Exercise task:
Rewrite the lines starting with the line containing "Each instance of the white" and going on through the line containing "List the outlines of the white cloud.", changing "white cloud" to "storm cloud" and leaving everything else as it is. Give only those lines.

Records from a data collection
-*-*-

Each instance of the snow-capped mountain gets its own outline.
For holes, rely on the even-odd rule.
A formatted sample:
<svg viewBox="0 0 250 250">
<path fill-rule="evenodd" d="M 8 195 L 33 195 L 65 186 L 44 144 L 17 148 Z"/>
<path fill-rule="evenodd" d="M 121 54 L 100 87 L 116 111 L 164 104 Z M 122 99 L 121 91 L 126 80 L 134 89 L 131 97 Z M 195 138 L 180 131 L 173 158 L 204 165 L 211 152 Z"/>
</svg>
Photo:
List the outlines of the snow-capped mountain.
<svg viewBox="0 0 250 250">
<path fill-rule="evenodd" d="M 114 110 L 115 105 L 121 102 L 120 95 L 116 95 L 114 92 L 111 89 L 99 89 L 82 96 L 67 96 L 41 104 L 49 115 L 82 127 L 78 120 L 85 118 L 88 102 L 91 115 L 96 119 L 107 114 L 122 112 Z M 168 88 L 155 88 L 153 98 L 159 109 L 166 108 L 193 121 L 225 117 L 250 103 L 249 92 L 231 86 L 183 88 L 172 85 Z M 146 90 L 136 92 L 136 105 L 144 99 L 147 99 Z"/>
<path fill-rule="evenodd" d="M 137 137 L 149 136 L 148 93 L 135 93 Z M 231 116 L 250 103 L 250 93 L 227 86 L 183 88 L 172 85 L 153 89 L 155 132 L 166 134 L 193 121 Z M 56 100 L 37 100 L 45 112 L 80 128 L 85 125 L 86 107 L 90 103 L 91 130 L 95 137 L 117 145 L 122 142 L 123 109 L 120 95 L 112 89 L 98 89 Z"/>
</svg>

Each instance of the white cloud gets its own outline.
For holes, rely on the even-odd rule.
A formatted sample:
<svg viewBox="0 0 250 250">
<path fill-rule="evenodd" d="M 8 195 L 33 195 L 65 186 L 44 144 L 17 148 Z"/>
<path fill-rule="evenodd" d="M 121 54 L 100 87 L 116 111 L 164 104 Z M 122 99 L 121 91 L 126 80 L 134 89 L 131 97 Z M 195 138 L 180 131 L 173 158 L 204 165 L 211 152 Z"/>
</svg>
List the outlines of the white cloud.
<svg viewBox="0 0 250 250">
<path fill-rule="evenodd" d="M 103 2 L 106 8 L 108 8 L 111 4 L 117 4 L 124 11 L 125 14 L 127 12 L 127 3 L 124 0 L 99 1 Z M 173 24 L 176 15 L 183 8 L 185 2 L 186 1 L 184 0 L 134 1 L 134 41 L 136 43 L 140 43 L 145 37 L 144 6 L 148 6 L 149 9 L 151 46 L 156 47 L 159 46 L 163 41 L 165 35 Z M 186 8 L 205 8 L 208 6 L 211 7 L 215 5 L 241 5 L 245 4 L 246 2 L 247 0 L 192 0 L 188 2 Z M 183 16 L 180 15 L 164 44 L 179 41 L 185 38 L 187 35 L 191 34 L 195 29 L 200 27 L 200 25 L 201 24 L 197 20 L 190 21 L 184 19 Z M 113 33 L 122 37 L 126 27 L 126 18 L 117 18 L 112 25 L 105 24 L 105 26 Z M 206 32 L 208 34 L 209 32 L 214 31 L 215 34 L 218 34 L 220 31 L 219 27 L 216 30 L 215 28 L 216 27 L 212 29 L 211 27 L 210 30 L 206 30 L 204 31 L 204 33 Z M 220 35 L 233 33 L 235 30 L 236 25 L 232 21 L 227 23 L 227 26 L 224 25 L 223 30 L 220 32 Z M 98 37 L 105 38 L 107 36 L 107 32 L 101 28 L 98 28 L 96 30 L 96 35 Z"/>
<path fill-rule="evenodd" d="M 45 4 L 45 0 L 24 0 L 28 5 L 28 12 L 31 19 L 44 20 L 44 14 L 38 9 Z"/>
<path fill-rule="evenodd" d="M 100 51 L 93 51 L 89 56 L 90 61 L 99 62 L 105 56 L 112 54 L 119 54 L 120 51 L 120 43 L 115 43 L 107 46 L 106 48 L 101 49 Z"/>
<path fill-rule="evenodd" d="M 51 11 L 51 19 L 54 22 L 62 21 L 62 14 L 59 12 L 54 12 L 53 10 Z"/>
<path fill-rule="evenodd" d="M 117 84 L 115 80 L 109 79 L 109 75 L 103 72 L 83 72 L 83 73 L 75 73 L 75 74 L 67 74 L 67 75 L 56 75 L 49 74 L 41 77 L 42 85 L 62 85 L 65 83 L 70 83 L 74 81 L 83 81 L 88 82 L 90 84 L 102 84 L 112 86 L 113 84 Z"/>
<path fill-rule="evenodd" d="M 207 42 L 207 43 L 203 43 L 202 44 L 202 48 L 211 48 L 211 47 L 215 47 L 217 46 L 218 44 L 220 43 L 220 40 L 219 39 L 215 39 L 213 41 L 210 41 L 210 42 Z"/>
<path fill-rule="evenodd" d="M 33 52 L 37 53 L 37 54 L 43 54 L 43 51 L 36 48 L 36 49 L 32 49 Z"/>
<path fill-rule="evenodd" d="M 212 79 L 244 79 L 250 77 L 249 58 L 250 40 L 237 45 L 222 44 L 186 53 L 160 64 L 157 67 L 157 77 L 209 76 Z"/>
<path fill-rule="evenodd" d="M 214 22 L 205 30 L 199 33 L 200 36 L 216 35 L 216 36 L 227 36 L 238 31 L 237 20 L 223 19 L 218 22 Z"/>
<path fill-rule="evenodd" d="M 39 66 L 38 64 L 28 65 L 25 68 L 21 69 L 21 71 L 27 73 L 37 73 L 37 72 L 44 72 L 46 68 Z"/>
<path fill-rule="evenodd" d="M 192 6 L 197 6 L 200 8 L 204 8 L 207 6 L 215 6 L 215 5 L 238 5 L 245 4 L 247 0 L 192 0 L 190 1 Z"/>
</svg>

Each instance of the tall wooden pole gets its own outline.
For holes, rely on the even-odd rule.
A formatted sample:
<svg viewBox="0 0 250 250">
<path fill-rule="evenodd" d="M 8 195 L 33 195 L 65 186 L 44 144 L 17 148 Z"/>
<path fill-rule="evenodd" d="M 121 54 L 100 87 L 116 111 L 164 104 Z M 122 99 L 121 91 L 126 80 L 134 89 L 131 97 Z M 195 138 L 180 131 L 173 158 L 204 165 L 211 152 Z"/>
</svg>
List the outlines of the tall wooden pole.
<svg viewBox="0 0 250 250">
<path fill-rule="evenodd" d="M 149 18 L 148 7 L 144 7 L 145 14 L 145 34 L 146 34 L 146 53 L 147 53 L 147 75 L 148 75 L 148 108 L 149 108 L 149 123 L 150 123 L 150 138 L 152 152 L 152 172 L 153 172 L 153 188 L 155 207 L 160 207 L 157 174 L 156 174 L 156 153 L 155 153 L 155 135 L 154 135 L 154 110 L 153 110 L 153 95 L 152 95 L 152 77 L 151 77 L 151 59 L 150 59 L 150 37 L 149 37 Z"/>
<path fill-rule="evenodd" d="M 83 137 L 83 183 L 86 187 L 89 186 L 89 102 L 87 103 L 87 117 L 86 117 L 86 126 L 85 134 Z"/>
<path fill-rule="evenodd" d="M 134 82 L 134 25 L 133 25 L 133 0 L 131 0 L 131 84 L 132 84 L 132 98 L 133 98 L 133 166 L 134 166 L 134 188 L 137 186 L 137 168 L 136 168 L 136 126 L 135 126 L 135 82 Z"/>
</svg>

-*-*-

Finished exercise:
Each instance of the storm cloud gets its own outline.
For holes, rely on the even-odd rule.
A formatted sample:
<svg viewBox="0 0 250 250">
<path fill-rule="evenodd" d="M 8 195 L 33 195 L 65 186 L 44 144 L 17 148 Z"/>
<path fill-rule="evenodd" d="M 121 54 L 100 87 L 116 111 L 164 104 Z M 122 99 L 121 91 L 126 80 L 134 89 L 131 97 Z M 195 138 L 180 131 L 173 158 L 204 165 L 211 152 Z"/>
</svg>
List the outlines of the storm cloud.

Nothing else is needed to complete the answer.